• _Direction_:
Count the lines in the items below that contain the word "cabinet", and reply with that number alone.

Source records:

■ ■ ■ ■ ■

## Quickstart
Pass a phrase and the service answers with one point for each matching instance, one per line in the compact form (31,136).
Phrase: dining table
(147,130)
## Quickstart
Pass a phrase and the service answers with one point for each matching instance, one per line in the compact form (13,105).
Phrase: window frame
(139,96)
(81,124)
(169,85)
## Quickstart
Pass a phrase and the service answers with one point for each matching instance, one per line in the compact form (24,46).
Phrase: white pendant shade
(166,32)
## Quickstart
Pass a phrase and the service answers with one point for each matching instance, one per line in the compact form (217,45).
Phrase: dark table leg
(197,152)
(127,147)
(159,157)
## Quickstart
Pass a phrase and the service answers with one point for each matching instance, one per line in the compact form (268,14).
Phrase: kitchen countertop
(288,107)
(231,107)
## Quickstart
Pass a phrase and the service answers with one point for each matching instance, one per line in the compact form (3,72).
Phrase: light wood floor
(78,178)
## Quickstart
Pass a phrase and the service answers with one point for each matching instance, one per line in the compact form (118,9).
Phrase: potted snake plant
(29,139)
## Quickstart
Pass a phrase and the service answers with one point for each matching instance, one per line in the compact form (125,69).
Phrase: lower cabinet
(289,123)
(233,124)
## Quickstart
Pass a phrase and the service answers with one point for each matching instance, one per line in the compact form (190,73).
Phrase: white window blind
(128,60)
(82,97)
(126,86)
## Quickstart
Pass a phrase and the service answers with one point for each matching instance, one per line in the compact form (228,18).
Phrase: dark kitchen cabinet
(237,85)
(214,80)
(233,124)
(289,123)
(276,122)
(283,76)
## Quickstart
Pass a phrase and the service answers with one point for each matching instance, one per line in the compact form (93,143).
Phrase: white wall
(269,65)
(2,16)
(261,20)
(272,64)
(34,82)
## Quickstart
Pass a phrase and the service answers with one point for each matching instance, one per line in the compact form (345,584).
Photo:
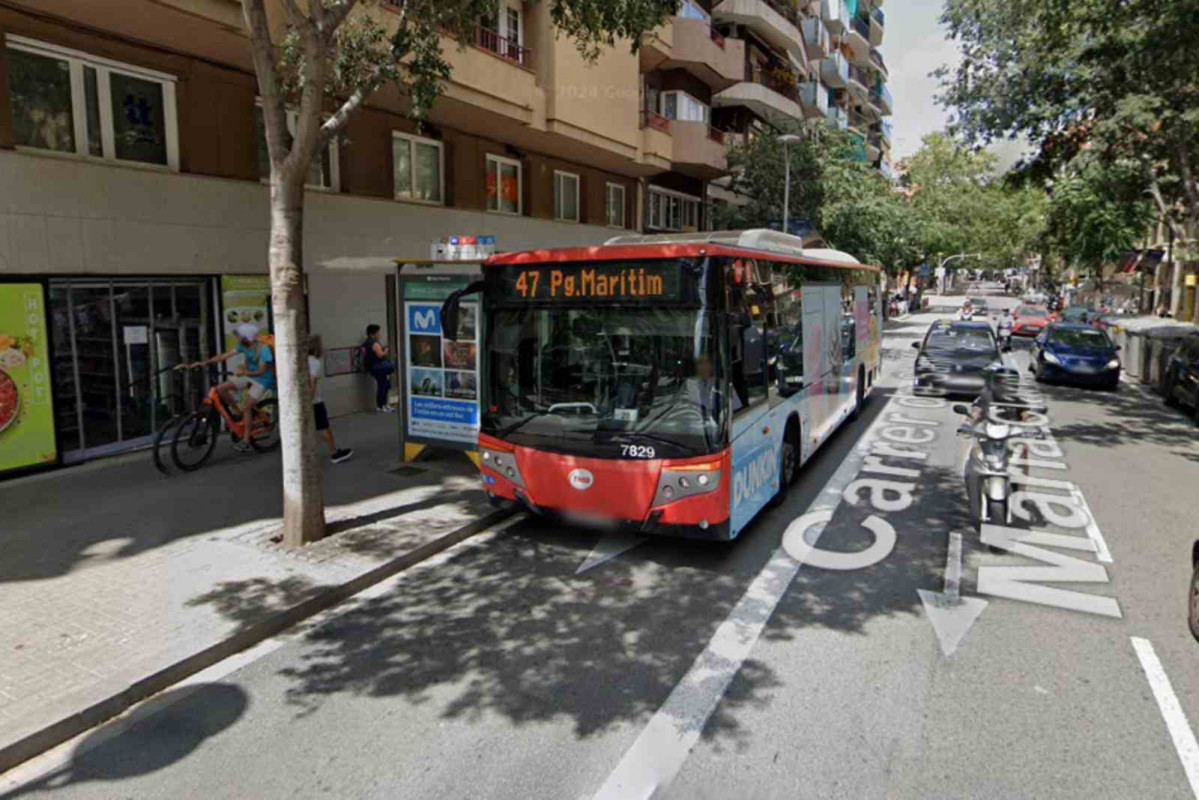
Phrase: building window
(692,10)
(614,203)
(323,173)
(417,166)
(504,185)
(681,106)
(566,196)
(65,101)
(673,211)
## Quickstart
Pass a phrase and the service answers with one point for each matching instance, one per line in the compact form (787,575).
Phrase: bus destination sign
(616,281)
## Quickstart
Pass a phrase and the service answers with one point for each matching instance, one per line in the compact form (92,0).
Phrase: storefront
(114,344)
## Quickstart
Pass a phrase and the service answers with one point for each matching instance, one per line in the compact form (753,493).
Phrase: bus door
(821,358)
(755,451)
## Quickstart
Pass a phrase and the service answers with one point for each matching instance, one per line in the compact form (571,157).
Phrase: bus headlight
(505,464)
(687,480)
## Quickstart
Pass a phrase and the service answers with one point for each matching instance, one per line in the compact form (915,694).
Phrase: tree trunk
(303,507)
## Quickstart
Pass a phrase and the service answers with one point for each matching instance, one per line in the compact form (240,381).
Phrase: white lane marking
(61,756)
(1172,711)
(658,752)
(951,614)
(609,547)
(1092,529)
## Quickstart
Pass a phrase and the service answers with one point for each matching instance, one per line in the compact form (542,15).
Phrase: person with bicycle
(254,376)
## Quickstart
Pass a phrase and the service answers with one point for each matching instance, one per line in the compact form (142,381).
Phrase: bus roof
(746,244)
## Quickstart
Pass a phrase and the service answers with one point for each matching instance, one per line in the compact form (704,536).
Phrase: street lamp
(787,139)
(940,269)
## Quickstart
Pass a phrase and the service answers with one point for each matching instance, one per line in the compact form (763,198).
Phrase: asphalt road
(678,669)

■ ■ ■ ■ ■

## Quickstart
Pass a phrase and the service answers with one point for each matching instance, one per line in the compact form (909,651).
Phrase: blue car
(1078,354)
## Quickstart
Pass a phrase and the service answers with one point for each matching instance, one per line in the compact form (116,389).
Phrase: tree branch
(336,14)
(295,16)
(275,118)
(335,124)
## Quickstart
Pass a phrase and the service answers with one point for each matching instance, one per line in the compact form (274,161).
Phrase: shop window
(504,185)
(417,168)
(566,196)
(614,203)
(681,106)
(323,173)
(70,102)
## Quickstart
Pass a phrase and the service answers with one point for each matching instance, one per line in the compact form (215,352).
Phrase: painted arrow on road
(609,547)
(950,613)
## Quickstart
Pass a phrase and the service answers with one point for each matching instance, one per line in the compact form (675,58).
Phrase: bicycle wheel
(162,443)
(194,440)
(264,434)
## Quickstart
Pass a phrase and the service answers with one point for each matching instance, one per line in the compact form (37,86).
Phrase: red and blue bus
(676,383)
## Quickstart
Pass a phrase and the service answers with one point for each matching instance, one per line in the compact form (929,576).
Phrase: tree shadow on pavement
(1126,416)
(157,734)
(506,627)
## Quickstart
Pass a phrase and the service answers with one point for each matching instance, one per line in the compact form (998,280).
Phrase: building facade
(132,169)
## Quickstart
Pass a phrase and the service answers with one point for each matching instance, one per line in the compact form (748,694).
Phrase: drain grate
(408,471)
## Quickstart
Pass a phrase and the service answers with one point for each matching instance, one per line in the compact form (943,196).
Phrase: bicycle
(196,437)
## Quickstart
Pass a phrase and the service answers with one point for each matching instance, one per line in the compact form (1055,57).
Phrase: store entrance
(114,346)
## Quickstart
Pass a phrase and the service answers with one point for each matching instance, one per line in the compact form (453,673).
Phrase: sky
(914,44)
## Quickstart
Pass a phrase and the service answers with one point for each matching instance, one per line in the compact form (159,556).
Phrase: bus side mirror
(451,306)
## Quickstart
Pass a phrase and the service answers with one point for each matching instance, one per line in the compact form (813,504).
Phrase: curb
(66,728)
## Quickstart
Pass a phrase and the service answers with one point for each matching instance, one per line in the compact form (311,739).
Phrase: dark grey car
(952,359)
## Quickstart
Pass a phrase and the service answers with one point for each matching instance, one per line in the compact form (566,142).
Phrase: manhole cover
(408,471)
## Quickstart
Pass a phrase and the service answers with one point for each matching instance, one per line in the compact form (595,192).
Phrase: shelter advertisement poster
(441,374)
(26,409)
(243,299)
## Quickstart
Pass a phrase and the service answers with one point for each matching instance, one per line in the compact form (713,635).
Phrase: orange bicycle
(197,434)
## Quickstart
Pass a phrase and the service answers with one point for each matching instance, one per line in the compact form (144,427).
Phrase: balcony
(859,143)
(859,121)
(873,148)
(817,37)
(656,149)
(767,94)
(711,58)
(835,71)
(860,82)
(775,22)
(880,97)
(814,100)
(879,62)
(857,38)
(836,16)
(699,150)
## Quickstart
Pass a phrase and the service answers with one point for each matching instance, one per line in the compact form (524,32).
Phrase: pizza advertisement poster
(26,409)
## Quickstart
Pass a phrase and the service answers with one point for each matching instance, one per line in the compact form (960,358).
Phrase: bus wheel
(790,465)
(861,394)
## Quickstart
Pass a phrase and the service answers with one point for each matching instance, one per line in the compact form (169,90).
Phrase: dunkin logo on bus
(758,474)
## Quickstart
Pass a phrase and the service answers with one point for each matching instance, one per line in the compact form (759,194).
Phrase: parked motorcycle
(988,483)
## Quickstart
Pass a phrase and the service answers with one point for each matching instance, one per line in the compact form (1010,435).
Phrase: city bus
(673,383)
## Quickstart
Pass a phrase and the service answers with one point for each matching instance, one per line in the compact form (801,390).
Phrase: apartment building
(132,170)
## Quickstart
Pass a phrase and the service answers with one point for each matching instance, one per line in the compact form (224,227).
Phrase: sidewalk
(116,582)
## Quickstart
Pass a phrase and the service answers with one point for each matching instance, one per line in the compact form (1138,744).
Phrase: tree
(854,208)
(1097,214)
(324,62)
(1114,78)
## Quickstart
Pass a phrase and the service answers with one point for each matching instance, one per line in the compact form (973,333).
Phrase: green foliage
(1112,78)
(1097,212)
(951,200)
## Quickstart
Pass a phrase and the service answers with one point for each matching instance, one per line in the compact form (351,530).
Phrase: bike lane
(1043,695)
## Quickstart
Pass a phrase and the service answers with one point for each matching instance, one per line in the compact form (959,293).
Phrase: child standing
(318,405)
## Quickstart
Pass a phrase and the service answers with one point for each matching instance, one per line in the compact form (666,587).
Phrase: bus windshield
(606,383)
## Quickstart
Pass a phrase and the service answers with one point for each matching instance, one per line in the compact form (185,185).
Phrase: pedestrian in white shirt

■ ■ ■ ■ ■

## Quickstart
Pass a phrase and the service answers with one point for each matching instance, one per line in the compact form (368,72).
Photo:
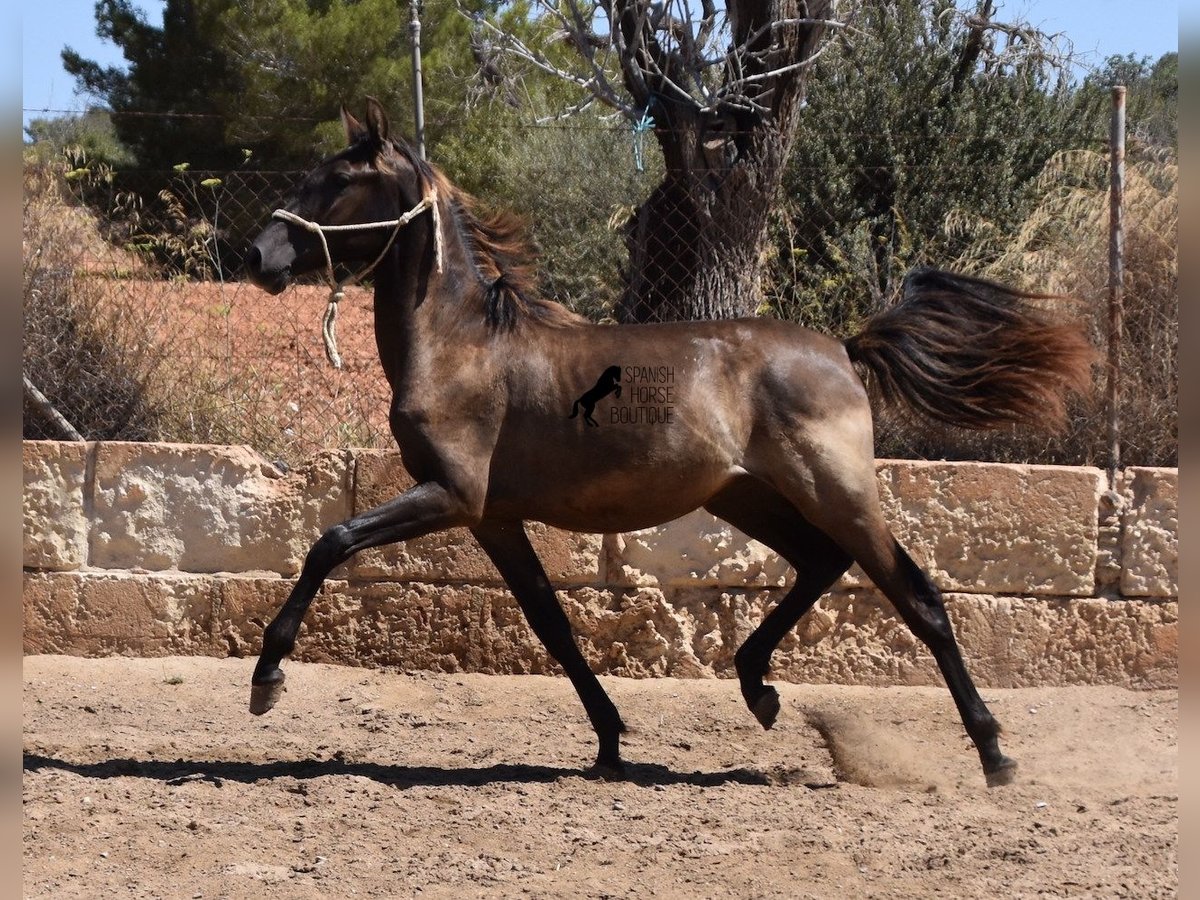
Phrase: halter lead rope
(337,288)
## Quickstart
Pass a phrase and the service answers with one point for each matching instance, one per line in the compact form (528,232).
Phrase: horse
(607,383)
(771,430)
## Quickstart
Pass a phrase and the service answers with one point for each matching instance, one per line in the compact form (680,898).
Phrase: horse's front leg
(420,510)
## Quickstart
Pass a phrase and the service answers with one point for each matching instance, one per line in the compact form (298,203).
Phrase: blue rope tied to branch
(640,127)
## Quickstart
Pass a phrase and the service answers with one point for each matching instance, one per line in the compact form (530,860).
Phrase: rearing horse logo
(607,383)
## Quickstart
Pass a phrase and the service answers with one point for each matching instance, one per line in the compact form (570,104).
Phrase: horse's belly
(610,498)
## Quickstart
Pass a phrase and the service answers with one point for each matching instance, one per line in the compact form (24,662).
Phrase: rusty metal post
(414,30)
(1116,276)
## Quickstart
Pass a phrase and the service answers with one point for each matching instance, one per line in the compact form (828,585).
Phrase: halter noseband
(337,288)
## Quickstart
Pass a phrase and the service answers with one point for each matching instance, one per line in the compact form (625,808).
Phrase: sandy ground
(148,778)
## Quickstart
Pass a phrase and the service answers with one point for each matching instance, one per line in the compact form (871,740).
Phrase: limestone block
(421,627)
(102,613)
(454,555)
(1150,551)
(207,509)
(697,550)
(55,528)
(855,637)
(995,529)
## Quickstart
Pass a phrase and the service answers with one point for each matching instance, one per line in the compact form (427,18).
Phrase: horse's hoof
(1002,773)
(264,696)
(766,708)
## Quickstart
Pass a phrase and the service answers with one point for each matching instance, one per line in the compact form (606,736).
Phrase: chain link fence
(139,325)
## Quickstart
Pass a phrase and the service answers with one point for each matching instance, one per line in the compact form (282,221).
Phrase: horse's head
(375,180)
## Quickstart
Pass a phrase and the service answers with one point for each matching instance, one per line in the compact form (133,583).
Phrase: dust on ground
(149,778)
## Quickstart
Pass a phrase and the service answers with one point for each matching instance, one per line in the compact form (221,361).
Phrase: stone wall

■ ■ ■ ■ ■

• _Solution_:
2